[Region pointing data]
+--

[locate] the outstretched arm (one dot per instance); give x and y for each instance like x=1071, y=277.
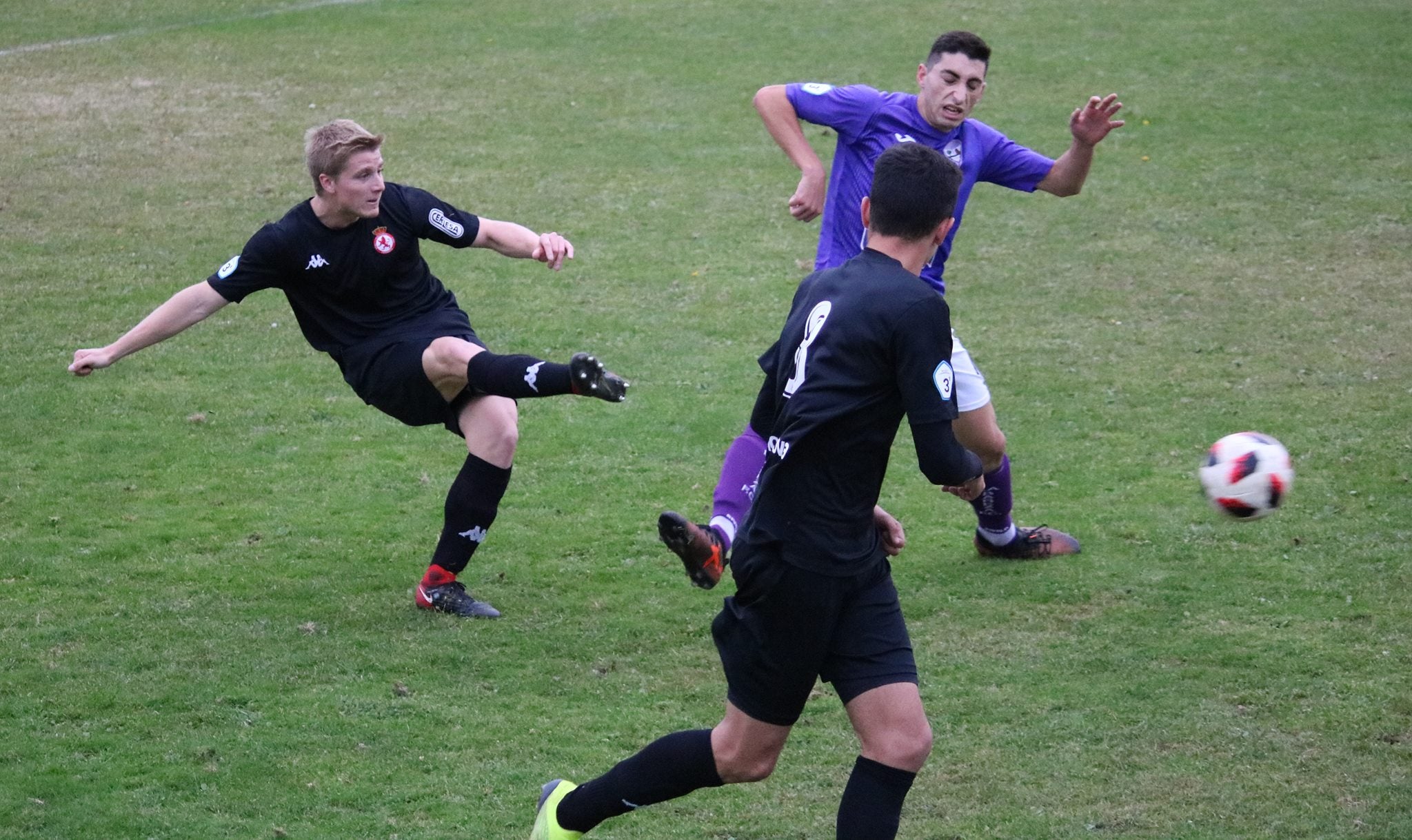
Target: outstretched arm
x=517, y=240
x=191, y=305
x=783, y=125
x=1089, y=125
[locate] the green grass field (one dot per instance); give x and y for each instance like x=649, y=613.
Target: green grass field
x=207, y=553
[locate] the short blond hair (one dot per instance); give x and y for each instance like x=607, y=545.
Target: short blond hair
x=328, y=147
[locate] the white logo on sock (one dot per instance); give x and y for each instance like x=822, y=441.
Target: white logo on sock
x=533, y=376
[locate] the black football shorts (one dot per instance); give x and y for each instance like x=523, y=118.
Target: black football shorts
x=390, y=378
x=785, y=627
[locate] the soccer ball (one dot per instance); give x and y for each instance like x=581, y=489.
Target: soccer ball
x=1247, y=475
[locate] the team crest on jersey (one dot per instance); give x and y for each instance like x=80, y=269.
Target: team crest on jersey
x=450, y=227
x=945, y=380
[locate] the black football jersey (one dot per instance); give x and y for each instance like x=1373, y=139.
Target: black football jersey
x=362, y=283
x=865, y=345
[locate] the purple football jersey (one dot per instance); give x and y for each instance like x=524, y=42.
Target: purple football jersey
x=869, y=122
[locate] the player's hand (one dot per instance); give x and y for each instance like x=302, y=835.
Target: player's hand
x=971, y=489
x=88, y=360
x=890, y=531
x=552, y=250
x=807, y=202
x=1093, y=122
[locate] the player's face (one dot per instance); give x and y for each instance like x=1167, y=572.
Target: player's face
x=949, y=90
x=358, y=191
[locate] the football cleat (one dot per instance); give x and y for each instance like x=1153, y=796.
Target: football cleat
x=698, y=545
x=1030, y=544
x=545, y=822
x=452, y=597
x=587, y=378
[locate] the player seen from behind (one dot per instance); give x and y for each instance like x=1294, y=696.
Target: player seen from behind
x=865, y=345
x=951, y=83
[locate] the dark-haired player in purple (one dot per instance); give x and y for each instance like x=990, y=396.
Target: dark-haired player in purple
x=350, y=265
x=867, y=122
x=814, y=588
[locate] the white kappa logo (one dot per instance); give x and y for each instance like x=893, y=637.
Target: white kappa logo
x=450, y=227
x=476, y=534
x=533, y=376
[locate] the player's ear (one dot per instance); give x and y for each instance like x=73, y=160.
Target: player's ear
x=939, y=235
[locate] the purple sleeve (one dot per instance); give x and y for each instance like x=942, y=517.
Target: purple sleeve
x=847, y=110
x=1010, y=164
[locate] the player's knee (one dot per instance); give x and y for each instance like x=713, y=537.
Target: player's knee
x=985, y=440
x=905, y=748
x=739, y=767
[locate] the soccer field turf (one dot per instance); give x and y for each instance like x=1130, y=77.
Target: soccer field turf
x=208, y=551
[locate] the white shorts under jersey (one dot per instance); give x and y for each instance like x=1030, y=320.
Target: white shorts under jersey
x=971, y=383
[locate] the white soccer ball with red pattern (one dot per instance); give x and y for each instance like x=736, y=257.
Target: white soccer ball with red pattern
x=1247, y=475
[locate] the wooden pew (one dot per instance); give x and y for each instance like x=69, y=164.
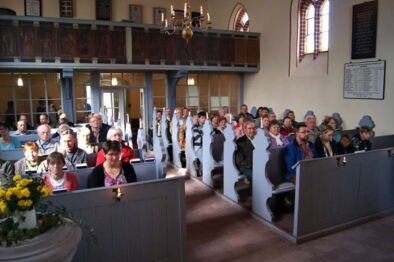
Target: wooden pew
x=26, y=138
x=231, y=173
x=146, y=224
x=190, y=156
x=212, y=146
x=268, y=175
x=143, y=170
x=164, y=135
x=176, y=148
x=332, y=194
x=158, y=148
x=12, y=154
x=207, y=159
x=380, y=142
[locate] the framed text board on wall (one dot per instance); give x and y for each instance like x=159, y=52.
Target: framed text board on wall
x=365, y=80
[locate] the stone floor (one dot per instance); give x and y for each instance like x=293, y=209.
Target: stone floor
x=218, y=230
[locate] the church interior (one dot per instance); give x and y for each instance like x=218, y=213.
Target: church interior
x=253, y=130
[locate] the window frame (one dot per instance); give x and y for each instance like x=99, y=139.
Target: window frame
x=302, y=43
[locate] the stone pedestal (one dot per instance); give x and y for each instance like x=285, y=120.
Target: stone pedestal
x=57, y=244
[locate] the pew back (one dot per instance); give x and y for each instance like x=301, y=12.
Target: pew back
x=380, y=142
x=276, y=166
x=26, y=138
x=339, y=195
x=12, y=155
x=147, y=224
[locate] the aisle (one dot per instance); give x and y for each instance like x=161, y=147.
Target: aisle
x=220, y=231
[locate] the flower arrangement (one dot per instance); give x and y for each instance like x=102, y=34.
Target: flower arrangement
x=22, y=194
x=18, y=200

+--

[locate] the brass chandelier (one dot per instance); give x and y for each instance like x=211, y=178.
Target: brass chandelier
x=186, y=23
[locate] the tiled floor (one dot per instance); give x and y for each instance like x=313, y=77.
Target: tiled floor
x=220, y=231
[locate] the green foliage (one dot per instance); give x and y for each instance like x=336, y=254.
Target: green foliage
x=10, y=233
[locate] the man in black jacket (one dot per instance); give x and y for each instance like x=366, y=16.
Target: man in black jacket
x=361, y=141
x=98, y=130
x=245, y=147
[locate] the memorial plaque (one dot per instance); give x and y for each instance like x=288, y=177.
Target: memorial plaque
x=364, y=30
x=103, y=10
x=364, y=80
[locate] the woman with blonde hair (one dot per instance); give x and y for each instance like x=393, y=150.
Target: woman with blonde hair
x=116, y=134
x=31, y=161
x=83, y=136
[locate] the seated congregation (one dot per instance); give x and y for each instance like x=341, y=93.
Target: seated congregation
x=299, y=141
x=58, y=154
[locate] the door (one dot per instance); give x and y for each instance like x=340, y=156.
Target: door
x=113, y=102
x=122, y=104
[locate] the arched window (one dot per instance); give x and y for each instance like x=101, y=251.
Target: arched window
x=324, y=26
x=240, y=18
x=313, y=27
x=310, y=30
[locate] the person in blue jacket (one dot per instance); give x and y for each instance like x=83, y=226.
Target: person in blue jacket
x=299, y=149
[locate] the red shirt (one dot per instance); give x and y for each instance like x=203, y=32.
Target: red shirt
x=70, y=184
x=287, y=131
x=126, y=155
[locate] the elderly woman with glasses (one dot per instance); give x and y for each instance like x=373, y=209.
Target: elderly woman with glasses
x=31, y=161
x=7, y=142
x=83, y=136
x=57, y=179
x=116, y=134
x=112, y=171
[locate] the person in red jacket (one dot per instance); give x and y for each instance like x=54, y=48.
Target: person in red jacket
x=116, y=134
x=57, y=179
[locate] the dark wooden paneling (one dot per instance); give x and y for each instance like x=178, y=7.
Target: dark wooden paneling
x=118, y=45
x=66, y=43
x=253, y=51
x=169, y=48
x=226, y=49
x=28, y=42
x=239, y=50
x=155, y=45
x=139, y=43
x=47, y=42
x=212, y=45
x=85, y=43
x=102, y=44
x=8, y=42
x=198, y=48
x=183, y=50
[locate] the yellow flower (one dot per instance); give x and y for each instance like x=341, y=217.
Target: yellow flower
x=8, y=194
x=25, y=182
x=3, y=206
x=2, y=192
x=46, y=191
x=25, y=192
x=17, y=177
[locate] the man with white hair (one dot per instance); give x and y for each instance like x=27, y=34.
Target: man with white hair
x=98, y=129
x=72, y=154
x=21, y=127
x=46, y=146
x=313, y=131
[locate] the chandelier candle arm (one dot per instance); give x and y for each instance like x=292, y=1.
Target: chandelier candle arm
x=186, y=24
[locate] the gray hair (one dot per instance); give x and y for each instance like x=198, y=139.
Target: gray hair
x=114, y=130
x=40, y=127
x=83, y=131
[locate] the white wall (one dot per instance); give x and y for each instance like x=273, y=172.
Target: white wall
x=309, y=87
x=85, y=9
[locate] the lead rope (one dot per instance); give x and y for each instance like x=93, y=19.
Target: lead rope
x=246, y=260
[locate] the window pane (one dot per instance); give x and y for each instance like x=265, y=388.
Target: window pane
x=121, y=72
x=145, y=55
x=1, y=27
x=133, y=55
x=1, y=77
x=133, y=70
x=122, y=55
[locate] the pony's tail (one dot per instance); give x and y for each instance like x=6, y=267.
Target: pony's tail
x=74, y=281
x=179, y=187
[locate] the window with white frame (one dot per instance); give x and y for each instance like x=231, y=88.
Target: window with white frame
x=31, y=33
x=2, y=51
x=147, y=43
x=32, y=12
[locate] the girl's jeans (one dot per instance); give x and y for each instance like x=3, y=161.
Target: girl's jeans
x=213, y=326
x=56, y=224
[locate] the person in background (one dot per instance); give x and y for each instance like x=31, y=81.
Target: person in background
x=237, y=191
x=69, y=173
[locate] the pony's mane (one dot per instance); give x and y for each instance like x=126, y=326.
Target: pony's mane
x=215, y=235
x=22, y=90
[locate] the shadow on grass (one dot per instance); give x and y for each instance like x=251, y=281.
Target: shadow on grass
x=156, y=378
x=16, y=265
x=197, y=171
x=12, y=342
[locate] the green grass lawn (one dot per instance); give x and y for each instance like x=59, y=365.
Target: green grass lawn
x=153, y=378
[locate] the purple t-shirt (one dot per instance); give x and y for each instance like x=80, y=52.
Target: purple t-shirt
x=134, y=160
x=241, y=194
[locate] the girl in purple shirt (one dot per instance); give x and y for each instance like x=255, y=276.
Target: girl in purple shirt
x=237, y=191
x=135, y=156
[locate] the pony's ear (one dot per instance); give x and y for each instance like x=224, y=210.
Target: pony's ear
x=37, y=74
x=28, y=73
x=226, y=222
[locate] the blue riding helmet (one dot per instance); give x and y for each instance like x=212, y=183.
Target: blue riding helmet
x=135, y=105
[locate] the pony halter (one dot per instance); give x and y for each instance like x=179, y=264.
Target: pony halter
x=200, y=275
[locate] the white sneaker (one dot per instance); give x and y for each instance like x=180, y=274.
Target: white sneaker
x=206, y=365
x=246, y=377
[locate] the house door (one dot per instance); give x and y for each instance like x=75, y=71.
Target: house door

+--

-- Problem to work on --
Reproduce the lines above beginning at the line that contains "[locate] the outstretched" and ending at the line that contains "[locate] the green grass field". No pictures.

-- Completed exercise --
[locate] the outstretched arm (one dot per instance); give x and y for each instance like x=1071, y=277.
Target: outstretched arm
x=517, y=240
x=191, y=305
x=783, y=125
x=1089, y=125
[locate] the green grass field (one dot per instance); give x and y for each instance like x=649, y=613.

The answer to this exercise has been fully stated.